• [What to work on]: Count the lines in the records below that contain the string "brown", matching case exactly, and reply with that number alone.

• [Record excerpts]:
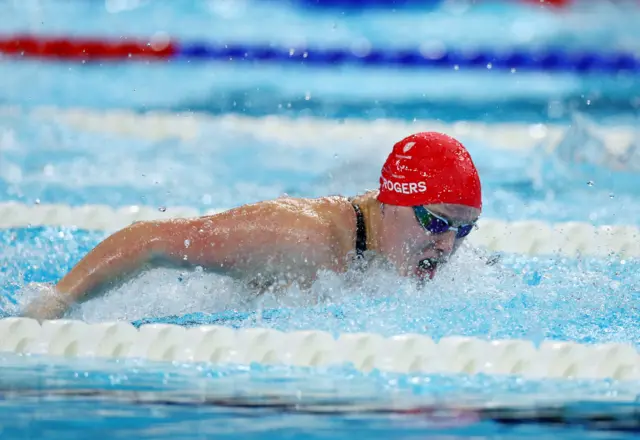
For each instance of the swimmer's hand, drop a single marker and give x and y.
(48, 303)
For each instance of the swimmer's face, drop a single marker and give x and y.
(413, 250)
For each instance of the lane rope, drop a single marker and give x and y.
(162, 47)
(406, 353)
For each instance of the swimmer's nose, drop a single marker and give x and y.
(445, 242)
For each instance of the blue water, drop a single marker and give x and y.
(586, 300)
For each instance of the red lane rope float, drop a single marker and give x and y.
(547, 60)
(84, 49)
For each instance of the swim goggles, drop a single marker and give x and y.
(437, 225)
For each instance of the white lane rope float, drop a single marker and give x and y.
(531, 237)
(407, 353)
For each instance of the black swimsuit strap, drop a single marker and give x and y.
(361, 232)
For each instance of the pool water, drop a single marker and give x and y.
(587, 300)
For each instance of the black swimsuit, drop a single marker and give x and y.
(361, 233)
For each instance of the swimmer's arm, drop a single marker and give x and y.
(126, 252)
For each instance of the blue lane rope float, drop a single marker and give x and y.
(125, 49)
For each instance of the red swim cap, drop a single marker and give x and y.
(428, 168)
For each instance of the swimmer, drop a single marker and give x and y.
(428, 201)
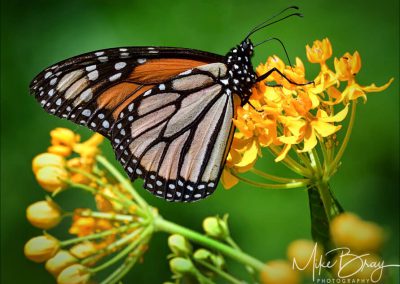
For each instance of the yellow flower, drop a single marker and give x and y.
(41, 248)
(44, 214)
(308, 130)
(59, 262)
(105, 202)
(272, 62)
(83, 250)
(89, 149)
(347, 68)
(279, 272)
(320, 51)
(51, 178)
(79, 163)
(82, 226)
(60, 150)
(354, 91)
(47, 159)
(350, 231)
(74, 274)
(64, 136)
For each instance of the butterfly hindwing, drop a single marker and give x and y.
(92, 89)
(175, 135)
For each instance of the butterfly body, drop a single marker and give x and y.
(167, 111)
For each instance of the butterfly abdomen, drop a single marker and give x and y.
(241, 74)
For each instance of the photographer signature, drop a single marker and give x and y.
(345, 258)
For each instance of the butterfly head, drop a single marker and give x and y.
(241, 74)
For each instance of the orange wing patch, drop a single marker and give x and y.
(156, 71)
(143, 78)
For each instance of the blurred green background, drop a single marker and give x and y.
(38, 33)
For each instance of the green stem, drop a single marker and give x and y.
(233, 244)
(120, 271)
(276, 178)
(144, 234)
(346, 139)
(290, 163)
(323, 208)
(269, 185)
(325, 155)
(125, 183)
(219, 272)
(166, 226)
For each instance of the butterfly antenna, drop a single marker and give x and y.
(272, 17)
(281, 43)
(274, 22)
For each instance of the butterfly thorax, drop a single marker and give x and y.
(240, 70)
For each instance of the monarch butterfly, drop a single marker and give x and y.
(167, 111)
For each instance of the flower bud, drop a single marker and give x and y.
(41, 248)
(202, 254)
(301, 253)
(181, 266)
(74, 274)
(63, 136)
(216, 227)
(50, 178)
(179, 245)
(279, 272)
(349, 231)
(59, 262)
(47, 159)
(43, 214)
(205, 255)
(61, 150)
(83, 250)
(320, 51)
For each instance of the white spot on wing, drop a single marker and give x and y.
(93, 75)
(105, 124)
(119, 65)
(115, 77)
(91, 68)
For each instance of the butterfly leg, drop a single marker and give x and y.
(262, 77)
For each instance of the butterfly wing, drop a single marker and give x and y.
(176, 136)
(166, 111)
(93, 88)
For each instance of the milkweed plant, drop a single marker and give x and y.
(297, 124)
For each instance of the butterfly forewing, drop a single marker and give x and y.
(167, 111)
(175, 135)
(93, 88)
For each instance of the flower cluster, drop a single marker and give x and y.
(116, 228)
(283, 116)
(119, 227)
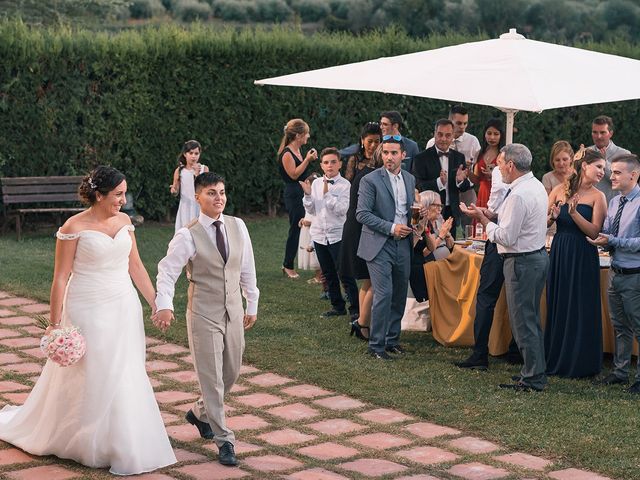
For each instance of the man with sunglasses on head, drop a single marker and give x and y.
(443, 170)
(385, 197)
(390, 124)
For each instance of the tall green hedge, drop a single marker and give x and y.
(72, 99)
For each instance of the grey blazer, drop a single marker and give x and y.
(604, 185)
(376, 210)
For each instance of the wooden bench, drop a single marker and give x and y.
(43, 192)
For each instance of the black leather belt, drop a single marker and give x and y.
(523, 254)
(626, 271)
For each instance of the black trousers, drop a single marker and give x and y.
(491, 281)
(328, 260)
(293, 194)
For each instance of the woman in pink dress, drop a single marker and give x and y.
(493, 139)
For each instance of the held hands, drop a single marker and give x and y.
(249, 321)
(306, 187)
(311, 155)
(554, 210)
(601, 240)
(446, 228)
(401, 231)
(162, 319)
(473, 211)
(573, 203)
(461, 174)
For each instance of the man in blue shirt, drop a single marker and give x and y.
(621, 236)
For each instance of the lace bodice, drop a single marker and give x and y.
(99, 254)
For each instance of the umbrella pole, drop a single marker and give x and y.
(509, 130)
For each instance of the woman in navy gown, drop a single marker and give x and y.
(365, 161)
(573, 331)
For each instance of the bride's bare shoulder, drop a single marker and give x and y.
(75, 224)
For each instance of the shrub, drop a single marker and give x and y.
(191, 10)
(234, 10)
(272, 11)
(145, 8)
(312, 10)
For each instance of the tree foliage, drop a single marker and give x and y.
(72, 99)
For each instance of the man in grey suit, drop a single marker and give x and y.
(601, 132)
(385, 197)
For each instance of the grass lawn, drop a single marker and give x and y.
(573, 422)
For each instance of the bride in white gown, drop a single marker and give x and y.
(100, 412)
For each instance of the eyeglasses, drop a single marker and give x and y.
(397, 138)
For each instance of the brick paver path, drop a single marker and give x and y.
(285, 429)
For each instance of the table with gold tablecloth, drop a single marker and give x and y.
(452, 284)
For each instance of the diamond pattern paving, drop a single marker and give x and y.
(428, 455)
(272, 463)
(524, 460)
(373, 467)
(286, 436)
(306, 391)
(380, 441)
(575, 474)
(328, 451)
(473, 445)
(212, 471)
(269, 449)
(316, 474)
(269, 380)
(478, 471)
(50, 472)
(293, 412)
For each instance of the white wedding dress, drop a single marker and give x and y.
(100, 412)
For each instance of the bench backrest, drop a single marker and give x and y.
(39, 189)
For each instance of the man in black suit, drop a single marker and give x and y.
(443, 170)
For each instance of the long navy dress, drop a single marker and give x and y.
(573, 333)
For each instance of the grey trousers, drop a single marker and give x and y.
(216, 347)
(624, 308)
(389, 272)
(524, 279)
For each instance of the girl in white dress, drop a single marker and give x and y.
(189, 167)
(101, 411)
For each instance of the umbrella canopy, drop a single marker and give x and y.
(510, 73)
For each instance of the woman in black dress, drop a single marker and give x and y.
(573, 332)
(365, 161)
(292, 170)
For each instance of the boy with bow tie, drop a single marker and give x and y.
(327, 198)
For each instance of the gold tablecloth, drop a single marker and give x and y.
(452, 284)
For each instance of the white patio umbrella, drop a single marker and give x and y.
(510, 73)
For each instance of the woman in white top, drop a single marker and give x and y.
(561, 161)
(101, 411)
(189, 167)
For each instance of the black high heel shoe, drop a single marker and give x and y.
(356, 329)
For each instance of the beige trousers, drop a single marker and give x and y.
(216, 346)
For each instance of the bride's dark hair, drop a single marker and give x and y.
(102, 179)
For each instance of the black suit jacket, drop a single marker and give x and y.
(426, 169)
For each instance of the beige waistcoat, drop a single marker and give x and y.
(214, 287)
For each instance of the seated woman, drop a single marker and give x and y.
(433, 241)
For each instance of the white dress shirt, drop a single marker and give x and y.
(498, 191)
(522, 218)
(444, 165)
(466, 144)
(329, 209)
(400, 196)
(182, 249)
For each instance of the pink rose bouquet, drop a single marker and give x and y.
(65, 346)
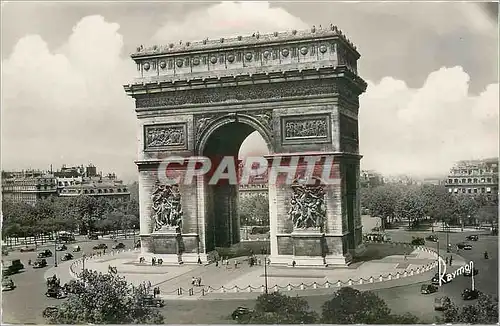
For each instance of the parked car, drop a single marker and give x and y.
(442, 303)
(67, 256)
(12, 267)
(101, 246)
(7, 284)
(469, 294)
(432, 238)
(469, 272)
(118, 246)
(28, 249)
(44, 254)
(241, 312)
(435, 280)
(151, 301)
(418, 241)
(40, 263)
(93, 237)
(61, 248)
(57, 293)
(428, 288)
(49, 311)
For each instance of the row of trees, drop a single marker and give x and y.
(393, 202)
(83, 213)
(351, 306)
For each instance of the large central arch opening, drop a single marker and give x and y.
(237, 140)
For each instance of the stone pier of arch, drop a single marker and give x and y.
(206, 98)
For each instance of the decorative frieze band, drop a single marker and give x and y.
(270, 91)
(171, 136)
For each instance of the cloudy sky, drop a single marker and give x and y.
(432, 70)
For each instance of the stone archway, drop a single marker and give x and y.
(300, 90)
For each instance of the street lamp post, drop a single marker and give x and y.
(55, 252)
(265, 269)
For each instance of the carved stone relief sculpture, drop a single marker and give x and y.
(306, 128)
(308, 208)
(167, 208)
(165, 136)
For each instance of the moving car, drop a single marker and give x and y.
(49, 311)
(428, 288)
(28, 249)
(93, 237)
(469, 294)
(61, 248)
(472, 237)
(12, 267)
(67, 256)
(7, 284)
(432, 238)
(469, 272)
(56, 293)
(118, 246)
(100, 246)
(442, 303)
(241, 312)
(418, 241)
(44, 254)
(435, 279)
(40, 263)
(151, 301)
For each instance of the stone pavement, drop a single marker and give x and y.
(246, 281)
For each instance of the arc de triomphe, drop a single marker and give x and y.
(299, 90)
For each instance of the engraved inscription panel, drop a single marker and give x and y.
(165, 136)
(306, 129)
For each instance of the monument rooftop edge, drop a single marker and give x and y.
(271, 56)
(255, 40)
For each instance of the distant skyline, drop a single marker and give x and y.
(431, 68)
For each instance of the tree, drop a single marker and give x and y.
(484, 311)
(254, 210)
(105, 299)
(381, 202)
(351, 306)
(411, 205)
(277, 308)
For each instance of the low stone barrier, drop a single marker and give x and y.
(204, 290)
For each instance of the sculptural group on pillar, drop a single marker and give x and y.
(167, 207)
(308, 208)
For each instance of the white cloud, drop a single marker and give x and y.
(68, 106)
(423, 131)
(228, 19)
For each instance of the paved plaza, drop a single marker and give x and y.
(225, 279)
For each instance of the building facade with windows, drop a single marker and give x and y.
(28, 186)
(474, 177)
(31, 186)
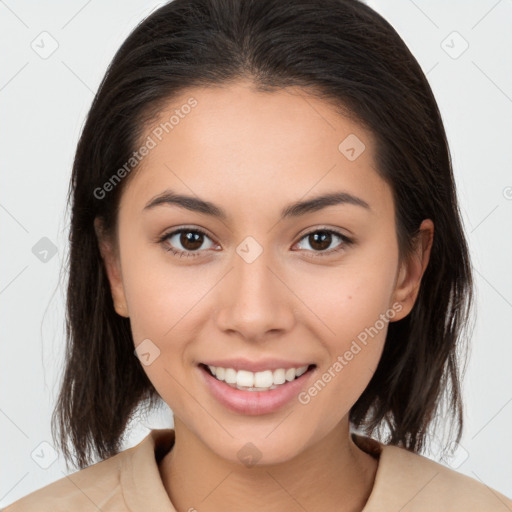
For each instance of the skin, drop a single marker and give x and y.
(252, 154)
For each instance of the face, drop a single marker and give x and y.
(316, 286)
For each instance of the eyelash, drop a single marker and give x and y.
(192, 254)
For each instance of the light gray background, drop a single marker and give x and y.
(44, 103)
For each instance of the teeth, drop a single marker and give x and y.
(256, 381)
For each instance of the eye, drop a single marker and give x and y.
(321, 239)
(191, 241)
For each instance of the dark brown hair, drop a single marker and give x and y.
(343, 52)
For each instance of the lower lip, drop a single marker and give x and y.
(255, 402)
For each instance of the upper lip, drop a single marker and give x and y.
(241, 363)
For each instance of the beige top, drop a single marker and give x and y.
(130, 482)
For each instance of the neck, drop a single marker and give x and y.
(333, 474)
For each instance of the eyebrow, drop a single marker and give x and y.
(168, 197)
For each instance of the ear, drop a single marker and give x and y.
(110, 257)
(408, 281)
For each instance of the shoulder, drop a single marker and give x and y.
(411, 482)
(97, 487)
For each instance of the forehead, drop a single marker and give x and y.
(242, 147)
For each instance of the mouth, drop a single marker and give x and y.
(261, 381)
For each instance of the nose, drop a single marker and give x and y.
(256, 301)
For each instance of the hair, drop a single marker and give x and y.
(342, 52)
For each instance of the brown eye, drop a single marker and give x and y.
(185, 242)
(321, 239)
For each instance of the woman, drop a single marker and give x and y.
(264, 213)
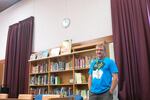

• [Finished task]: 2